◆ EXERCISE TEXT:
'''
Mongolia conducts parliamentary elections on Wednesday, upholding a nearly 30-year democratic system in a vast but lightly populated country sandwiched between authoritarian regimes in Russia and China and beset by economic problems.
Mongolia is the second country after South Korea to hold national elections during the coronavirus pandemic. It has closed borders and forced many to stay home to avoid infection. The parliamentary elections are the country’s eighth since it adopted a new constitution in 1992 at the end of more than 60 years of Communist rule.
The Mongolian People’s Party is seeking to retain the 65 seats it won in the 76-seat State Great Khural in a landslide victory in 2016 under a one-representative-per-district system. Election rules have been revised this year to allow two to three members of parliament to be elected from a single district, resulting in 670 candidates running in 29 constituencies.
Urban areas in the largely rural country are the most hotly contested, with 28 candidates running in one district of the capital, Ulaanbaatar, where roughly half the national population of 3 million lives.
Public services are a key issue, especially in slum communities that ring the city, which offer little in the way of services such as electricity and sewage treatment.
More than 30 percent of Mongolia’s people live below the poverty line, and growing income inequality and social injustice are fueling resentment against authorities and major political parties.
That could boost the odds for outsider candidates such as Munkhsoyol Baatarjav of the “Right Person, Right Electorate” coalition, who says the MPP and its chief rival, the Democratic Party, have left a legacy of economic mismanagement and corruption.
“It is time for new and able people to come to the political scene,” Baatarjav said. “New people from a new generation with clean reputations and morals can move the country forward,” she said.
Landlocked Mongolia boasts vast mineral wealth but has struggled to attract foreign investment because of plunging commodity prices and high-profile disputes between the government and large investors such as mining giant Rio Tinto.
Corruption and a bulging national debt of about $23 billion, or twice the country’s annual economic output, have also been a major drag on the economy.
Both the MPP and the Democratic Party are a running a full slate of candidates. A coalition between the Mongolian People’s Revolutionary Party and the Civil Will Green Party is also running in all districts, while the National Labor Party, the New Party, smaller coalitions, and independents are also contesting seats, with many of their candidates young and foreign-educated.
For the MPP, the election is about “seeking citizens’ confirmation of the government’s effectiveness in the past four years,” said Julian Dierkes, an expert on Mongolian politics at Canada’s University of British Columbia. “Other parties and candidates are casting the election as a referendum on longer-term trajectories and trends.”
'''
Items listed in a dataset
'''
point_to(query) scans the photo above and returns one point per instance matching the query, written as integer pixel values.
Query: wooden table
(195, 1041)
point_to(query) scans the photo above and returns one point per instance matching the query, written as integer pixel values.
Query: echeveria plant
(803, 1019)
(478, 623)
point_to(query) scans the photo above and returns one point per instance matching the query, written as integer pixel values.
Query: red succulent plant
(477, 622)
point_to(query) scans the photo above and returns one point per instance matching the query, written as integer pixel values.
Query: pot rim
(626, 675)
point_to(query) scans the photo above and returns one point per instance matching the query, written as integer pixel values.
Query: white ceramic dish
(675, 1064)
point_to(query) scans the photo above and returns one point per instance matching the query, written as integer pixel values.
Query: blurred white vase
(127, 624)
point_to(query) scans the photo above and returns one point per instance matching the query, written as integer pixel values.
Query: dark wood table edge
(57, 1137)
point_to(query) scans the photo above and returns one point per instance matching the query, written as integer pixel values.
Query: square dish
'''
◆ LIST OF TASKS:
[1] Extract the passage of the Mongolian election article starting at "Urban areas in" and ending at "major political parties.".
[2] Continue the article on Mongolia's parliamentary elections from the point where it stops.

◆ RESPONSES IN ORDER:
[1]
Urban areas in the largely rural country are the most hotly contested, with 28 candidates running in one district of the capital, Ulaanbaatar, where roughly half the national population of 3 million lives.
Public services are a key issue, especially in slum communities that ring the city, which offer little in the way of services such as electricity and sewage treatment.
More than 30 percent of Mongolia’s people live below the poverty line, and growing income inequality and social injustice are fueling resentment against authorities and major political parties.

[2]
The participation of so many first-time candidates, despite their slim chances of winning, signifies frustration with the two dominant parties and the corruption associated with them, Dierkes said. The challenge will be in maintaining the momentum for real change, he said.
“If their participation spurs a change in political culture toward more issue-orientation and policy debates, Mongolians may also see benefits. However, if these first-time candidates withdraw from political life after the election, the chance of Mongolian democracy backsliding seems significant,” Dierkes said.
Among the MPP’s candidates are current Prime Minister Ukhnaagiin Khurelsukh, Cabinet Secretary Luvsannamsrain Oyun-Erdene, and former presidential candidate Badmaanyambuugiin Bat-Erdene. The head of state, President Khaltmaagiin Battulga of the Democratic Party, elected in 2017, is not on the ballot.
Election rules require that at least 20 percent of candidates nominated by parties or coalitions be women, and while the major parties have an advantage in political funding, less well-known candidates have used social media to raise their profiles.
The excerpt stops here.